> **Directions**: Can you turn every one of the rows below into a Markdown table with the columns Number and Line, giving each non-blank line its own numbered entry and leaving out the pictures?

> **Task material**:

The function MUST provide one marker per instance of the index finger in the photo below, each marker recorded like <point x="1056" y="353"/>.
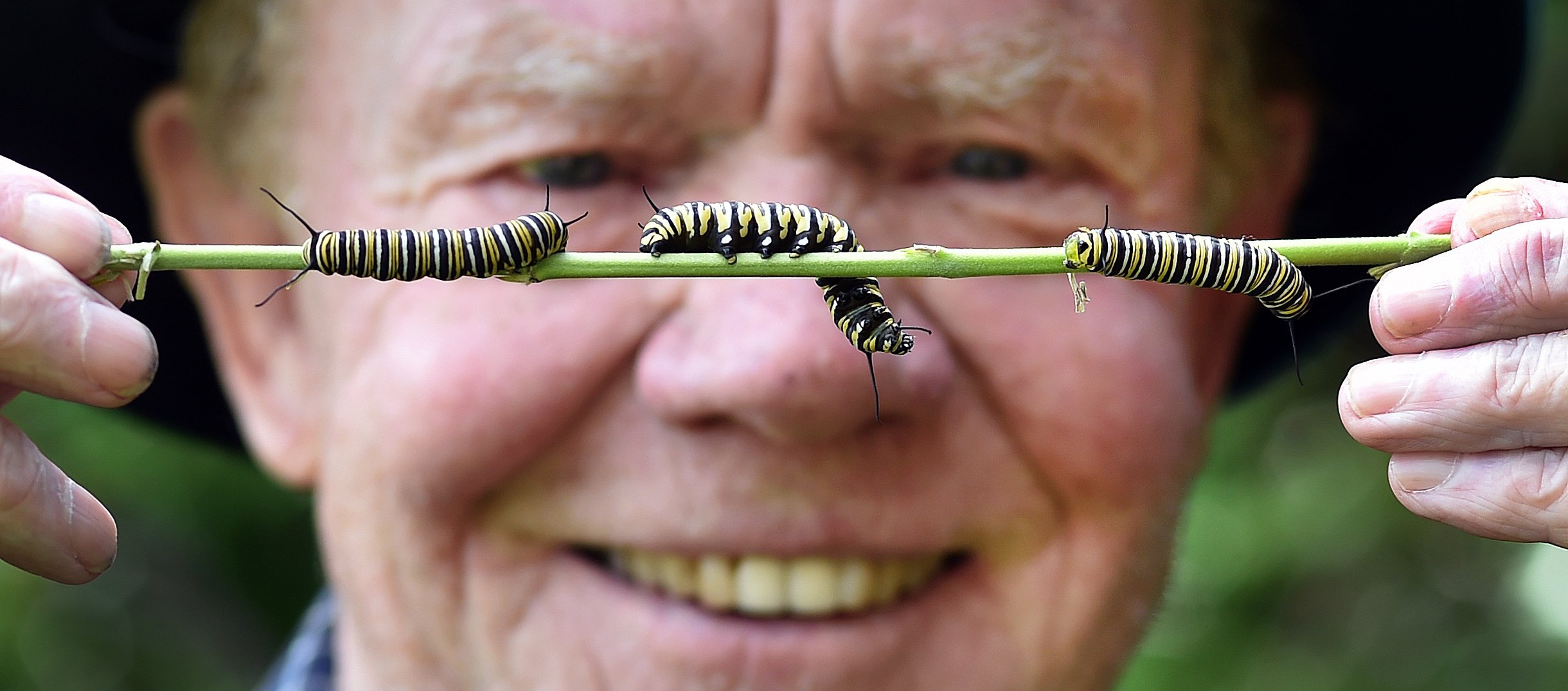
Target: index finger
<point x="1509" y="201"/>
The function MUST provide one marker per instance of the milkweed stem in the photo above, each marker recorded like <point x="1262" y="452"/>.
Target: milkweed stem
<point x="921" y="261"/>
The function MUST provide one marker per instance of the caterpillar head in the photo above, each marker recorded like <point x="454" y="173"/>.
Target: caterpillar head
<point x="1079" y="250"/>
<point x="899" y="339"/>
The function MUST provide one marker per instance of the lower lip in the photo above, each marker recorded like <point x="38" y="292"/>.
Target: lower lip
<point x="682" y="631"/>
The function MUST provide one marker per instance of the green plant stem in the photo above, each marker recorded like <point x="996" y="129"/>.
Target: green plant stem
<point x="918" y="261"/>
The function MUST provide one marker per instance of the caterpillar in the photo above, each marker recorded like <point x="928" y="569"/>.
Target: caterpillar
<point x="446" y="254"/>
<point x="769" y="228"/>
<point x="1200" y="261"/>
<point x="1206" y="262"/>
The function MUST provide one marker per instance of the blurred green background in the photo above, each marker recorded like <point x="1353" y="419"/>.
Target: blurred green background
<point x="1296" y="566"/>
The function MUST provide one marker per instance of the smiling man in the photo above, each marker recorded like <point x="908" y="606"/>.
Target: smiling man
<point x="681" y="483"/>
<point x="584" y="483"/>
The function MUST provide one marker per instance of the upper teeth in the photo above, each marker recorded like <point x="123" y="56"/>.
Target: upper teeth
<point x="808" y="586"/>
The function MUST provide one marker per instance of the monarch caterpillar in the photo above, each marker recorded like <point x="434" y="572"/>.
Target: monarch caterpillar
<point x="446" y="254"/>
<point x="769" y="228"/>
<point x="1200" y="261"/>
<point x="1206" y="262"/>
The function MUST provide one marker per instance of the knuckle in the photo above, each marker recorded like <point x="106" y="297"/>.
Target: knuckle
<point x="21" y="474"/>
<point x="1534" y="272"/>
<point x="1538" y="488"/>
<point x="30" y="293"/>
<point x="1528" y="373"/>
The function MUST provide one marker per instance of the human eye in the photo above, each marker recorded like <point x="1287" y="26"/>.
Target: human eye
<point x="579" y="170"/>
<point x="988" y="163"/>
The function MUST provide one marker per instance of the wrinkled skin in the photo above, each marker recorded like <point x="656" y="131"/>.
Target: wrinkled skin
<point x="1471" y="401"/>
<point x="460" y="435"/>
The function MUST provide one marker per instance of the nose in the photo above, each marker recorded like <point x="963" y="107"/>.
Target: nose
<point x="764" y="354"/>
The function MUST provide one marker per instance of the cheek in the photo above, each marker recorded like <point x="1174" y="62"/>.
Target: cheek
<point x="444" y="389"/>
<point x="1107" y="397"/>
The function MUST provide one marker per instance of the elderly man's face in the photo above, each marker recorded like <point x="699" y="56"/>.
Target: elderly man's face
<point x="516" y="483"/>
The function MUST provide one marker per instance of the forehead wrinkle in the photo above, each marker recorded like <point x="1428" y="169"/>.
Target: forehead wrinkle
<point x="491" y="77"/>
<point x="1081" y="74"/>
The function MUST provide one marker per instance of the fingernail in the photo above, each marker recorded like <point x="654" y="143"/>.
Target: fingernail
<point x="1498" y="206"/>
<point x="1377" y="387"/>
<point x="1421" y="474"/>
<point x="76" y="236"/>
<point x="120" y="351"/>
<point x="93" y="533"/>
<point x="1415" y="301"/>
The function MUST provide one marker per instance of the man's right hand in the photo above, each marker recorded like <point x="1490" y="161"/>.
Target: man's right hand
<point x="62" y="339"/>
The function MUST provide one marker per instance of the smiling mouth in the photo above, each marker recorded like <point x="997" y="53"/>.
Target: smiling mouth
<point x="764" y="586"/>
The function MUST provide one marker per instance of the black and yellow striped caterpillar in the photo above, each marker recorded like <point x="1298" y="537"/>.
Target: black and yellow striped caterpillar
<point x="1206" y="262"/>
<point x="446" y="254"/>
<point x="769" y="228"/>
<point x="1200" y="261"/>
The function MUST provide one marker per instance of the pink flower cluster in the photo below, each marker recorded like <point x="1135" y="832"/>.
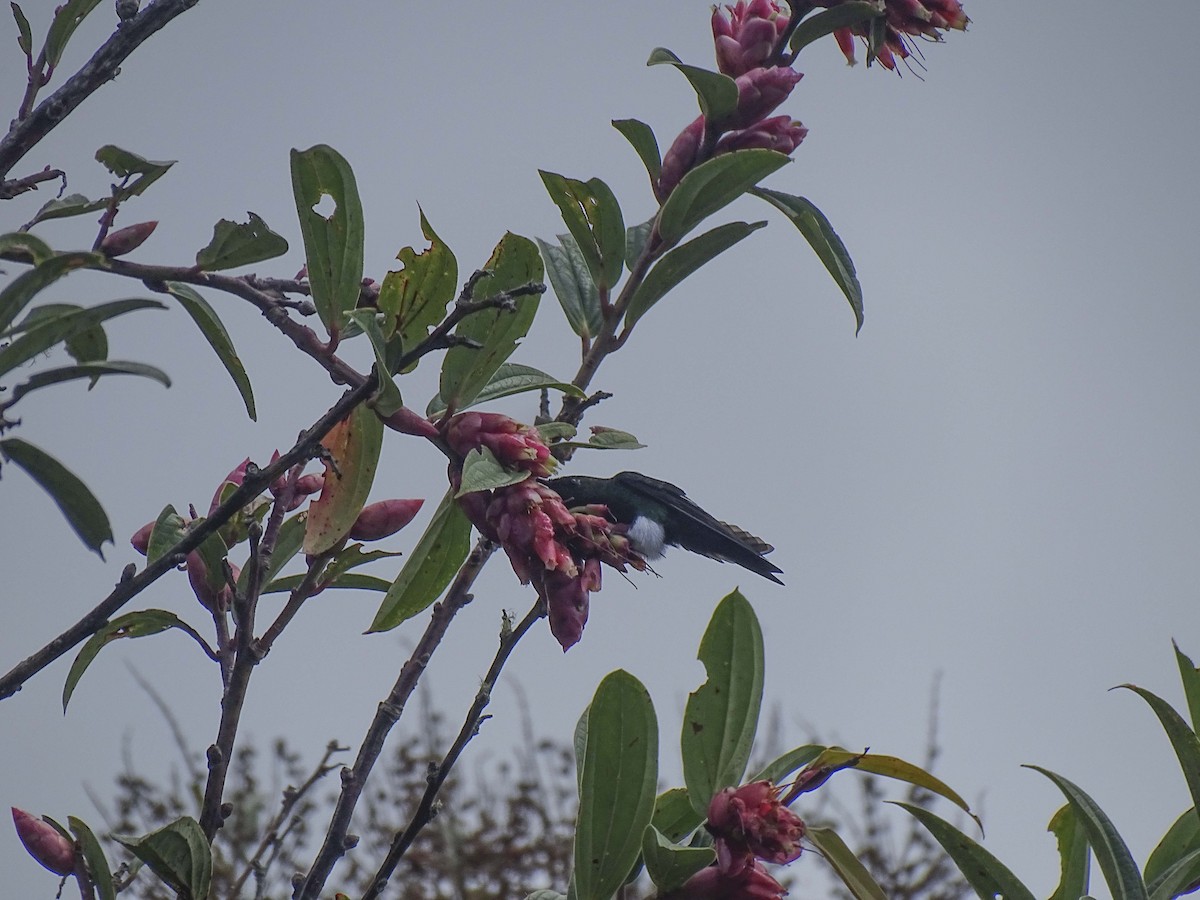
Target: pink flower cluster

> **Response to the task**:
| Number | Line |
|---|---|
| 1 | The function MUST provide one marker per instance of the index finger in the photo below, each marker recorded like <point x="1056" y="353"/>. |
| 2 | Target: index finger |
| 3 | <point x="1509" y="201"/> |
| 4 | The function MUST provide one marker per instance of the milkweed stem in the photo above, each marker recorded like <point x="1262" y="452"/>. |
| 5 | Target: milkweed stem |
| 6 | <point x="921" y="261"/> |
| 7 | The function MUST provide one marker per instance of the caterpillar head in the photo above, each marker recorded like <point x="454" y="173"/>. |
| 8 | Target: caterpillar head |
| 9 | <point x="1079" y="250"/> |
| 10 | <point x="899" y="339"/> |
| 11 | The function MUST provide one marker per instance of the lower lip in the photo above, each marker recorded like <point x="38" y="292"/>. |
| 12 | Target: lower lip |
| 13 | <point x="682" y="631"/> |
| 14 | The function MUST provide one marker per instance of the green plant stem in the photo above, each marker recorded like <point x="996" y="129"/>. |
| 15 | Target: green plant stem |
| 16 | <point x="918" y="261"/> |
| 17 | The function MUST provide one marker per instance of the caterpillar in the photo above, each marker recorded like <point x="928" y="569"/>. |
| 18 | Target: caterpillar |
| 19 | <point x="446" y="254"/> |
| 20 | <point x="769" y="228"/> |
| 21 | <point x="1200" y="261"/> |
| 22 | <point x="1206" y="262"/> |
| 23 | The function MUST provide one marker per instance of the blurred green background in the photo above, each marker recorded like <point x="1353" y="419"/>. |
| 24 | Target: blurred green background |
| 25 | <point x="1296" y="566"/> |
| 26 | The function MUST provide one marker per instance of the smiling man in the photo above, each marker recorded like <point x="908" y="606"/>. |
| 27 | Target: smiling man |
| 28 | <point x="681" y="483"/> |
| 29 | <point x="584" y="483"/> |
| 30 | The function MUST provide one marker per instance of the upper teeth in the photo above, each marker recorded like <point x="123" y="56"/>. |
| 31 | Target: upper teeth |
| 32 | <point x="808" y="586"/> |
| 33 | The function MUST provide one marker per instance of the monarch caterpillar in the photo above, each marker recorded like <point x="434" y="572"/>. |
| 34 | Target: monarch caterpillar |
| 35 | <point x="446" y="254"/> |
| 36 | <point x="769" y="228"/> |
| 37 | <point x="1200" y="261"/> |
| 38 | <point x="1206" y="262"/> |
| 39 | The function MUST provide one marker per instance of the knuckle in the photo above, each marker recorded like <point x="106" y="297"/>. |
| 40 | Target: knuckle |
| 41 | <point x="21" y="474"/> |
| 42 | <point x="1534" y="272"/> |
| 43 | <point x="1538" y="488"/> |
| 44 | <point x="30" y="293"/> |
| 45 | <point x="1528" y="373"/> |
| 46 | The function MUST provide one marker per instance of the human eye in the photo above, each marker recorded like <point x="1287" y="26"/>. |
| 47 | Target: human eye |
| 48 | <point x="579" y="170"/> |
| 49 | <point x="988" y="163"/> |
| 50 | The function MUST provide one marker per instance of the wrinkled skin in the photo above, each marker recorded like <point x="656" y="131"/>. |
| 51 | Target: wrinkled skin |
| 52 | <point x="1471" y="401"/> |
| 53 | <point x="460" y="435"/> |
| 54 | The function MUST provide one marker per instance of the nose in the photo above, each marker recorded like <point x="963" y="107"/>. |
| 55 | Target: nose |
| 56 | <point x="764" y="354"/> |
| 57 | The function MUST provide one marker per instance of the cheek in the photo above, each marker recorded like <point x="1174" y="62"/>. |
| 58 | Target: cheek |
| 59 | <point x="444" y="389"/> |
| 60 | <point x="1107" y="397"/> |
| 61 | The function MUST provide one marker per instance of the elderly man's face in the photo above, each marker recorded like <point x="699" y="56"/>. |
| 62 | Target: elderly man's face |
| 63 | <point x="516" y="483"/> |
| 64 | The function MUST provide one marker per instance of the forehead wrinkle in the photo above, each marker recorded like <point x="1428" y="169"/>. |
| 65 | Target: forehead wrinkle |
| 66 | <point x="491" y="77"/> |
| 67 | <point x="1081" y="74"/> |
| 68 | The function MUST provide one marker per instance of the fingernail in the photo above, each marker recorded like <point x="654" y="143"/>. |
| 69 | Target: fingernail |
| 70 | <point x="1498" y="206"/> |
| 71 | <point x="1377" y="387"/> |
| 72 | <point x="1421" y="474"/> |
| 73 | <point x="76" y="236"/> |
| 74 | <point x="120" y="351"/> |
| 75 | <point x="93" y="533"/> |
| 76 | <point x="1415" y="301"/> |
| 77 | The function MUST provide one marker per instance of the man's right hand in the photo above, each marker recorded like <point x="1490" y="161"/>. |
| 78 | Target: man's right hand |
| 79 | <point x="62" y="339"/> |
| 80 | The function MUST provide one marker per instance of the smiling mouth in the photo above, each marker recorded like <point x="997" y="53"/>. |
| 81 | Target: smiling mouth |
| 82 | <point x="764" y="586"/> |
| 83 | The function MUST provide one marker per instance of the black and yellow striped caterpillar in the photo above, each marker recorded like <point x="1298" y="537"/>. |
| 84 | Target: black and yellow striped caterpillar |
| 85 | <point x="1206" y="262"/> |
| 86 | <point x="446" y="254"/> |
| 87 | <point x="769" y="228"/> |
| 88 | <point x="1200" y="261"/> |
| 89 | The function MUST provide one marker per instance of the pink flower cluster in the photo below, each marker recorded like <point x="1135" y="832"/>. |
| 90 | Target: pink flower cluster |